• _TASK TO COMPLETE_
An exact transcription of every record is needed, leaving out the pictures.

Point localization data
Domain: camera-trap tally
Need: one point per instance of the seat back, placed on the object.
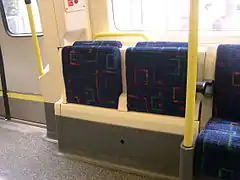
(227, 83)
(98, 43)
(92, 75)
(161, 44)
(156, 80)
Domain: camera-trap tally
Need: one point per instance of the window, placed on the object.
(15, 17)
(173, 15)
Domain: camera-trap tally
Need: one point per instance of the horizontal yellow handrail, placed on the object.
(191, 73)
(115, 34)
(34, 37)
(26, 97)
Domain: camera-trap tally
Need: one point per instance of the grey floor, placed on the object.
(25, 155)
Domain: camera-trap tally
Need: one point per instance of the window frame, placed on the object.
(6, 27)
(206, 37)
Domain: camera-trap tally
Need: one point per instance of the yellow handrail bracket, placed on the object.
(191, 73)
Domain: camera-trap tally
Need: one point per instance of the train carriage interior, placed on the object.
(120, 89)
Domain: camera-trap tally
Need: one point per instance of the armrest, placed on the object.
(202, 86)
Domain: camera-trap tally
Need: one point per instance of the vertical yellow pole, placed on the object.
(34, 37)
(191, 73)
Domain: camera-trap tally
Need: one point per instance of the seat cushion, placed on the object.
(217, 150)
(92, 75)
(98, 43)
(161, 44)
(156, 80)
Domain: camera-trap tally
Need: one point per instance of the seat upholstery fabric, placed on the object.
(92, 75)
(161, 44)
(217, 149)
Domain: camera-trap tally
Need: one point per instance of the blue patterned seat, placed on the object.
(217, 149)
(161, 44)
(156, 80)
(92, 75)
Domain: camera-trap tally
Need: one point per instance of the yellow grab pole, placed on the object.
(191, 73)
(34, 37)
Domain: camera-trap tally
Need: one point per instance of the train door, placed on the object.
(25, 100)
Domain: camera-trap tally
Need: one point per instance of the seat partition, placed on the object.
(92, 73)
(156, 79)
(227, 83)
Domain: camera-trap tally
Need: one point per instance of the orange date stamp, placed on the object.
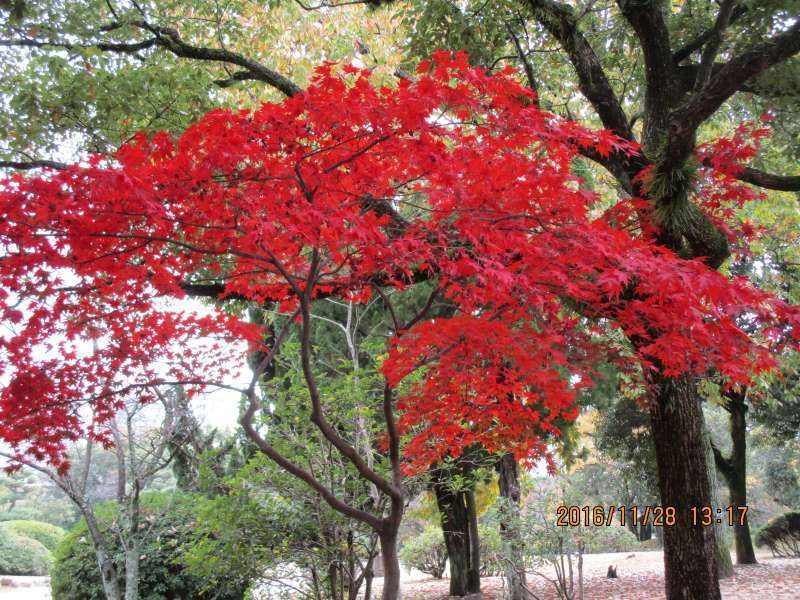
(657, 516)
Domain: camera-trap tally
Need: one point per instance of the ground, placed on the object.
(640, 577)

• _OUTPUT_
Domain: camera-trap tally
Need: one point per instance of the seat back, placed on the object.
(227, 83)
(98, 43)
(92, 75)
(161, 44)
(156, 80)
Domain: camera-trap tally
Need: one point per instance of the window, placed on the object.
(15, 17)
(173, 15)
Domain: camera-trap tally
Need: one point per instance of the horizontal yellow handrail, placed on the object.
(191, 73)
(115, 34)
(34, 37)
(26, 97)
Domain: camera-trap tally
Need: one point per instance of the grey floor, placed on the object.
(25, 155)
Domain: camera-trap tally
Need: one point per instance of the window frame, placed on the object.
(6, 27)
(206, 37)
Domain: camera-trap tally
Need: one point per instance of the yellow handrail bracket, placed on the object.
(191, 73)
Domain: camera-trap tally
Need: one point per instance of the train carriage interior, placed on the object.
(120, 89)
Domain: camera-trap tally
Need: one point per instance of the armrest, placed on the object.
(202, 86)
Domain: camera-trap tally
Need: one point per instance of the vertical yellow pole, placed on the object.
(34, 37)
(191, 73)
Domain: camera-trap tally
Need: one point per instance of the seat cushion, placed on the object.
(217, 150)
(92, 75)
(98, 43)
(161, 44)
(156, 80)
Domain: camera-trap tally
Need: one point per instance of the seat upholstery fabric, placed on the object.
(92, 75)
(161, 44)
(217, 149)
Domain: camera-trap tally
Need: one point per instance of the blue patterned seat, placed on the object.
(217, 149)
(161, 44)
(156, 80)
(92, 75)
Domain: camera-trap tally
Need: one point per instance of the yellow grab pole, placed on the object.
(191, 73)
(34, 37)
Domain: camera-trap tally
Need: one point per instance of the train door, placed on the object.
(25, 100)
Domain: camera-trap tally
Need: one point per instance of the seat partition, placed on the object.
(92, 73)
(156, 79)
(227, 83)
Domain: camera-trap tally
Need: one point per instance of the orange date stamp, placed on the object.
(657, 516)
Domain: camera-trap tally
Need: one point per instance of the ground, placed on the object.
(640, 577)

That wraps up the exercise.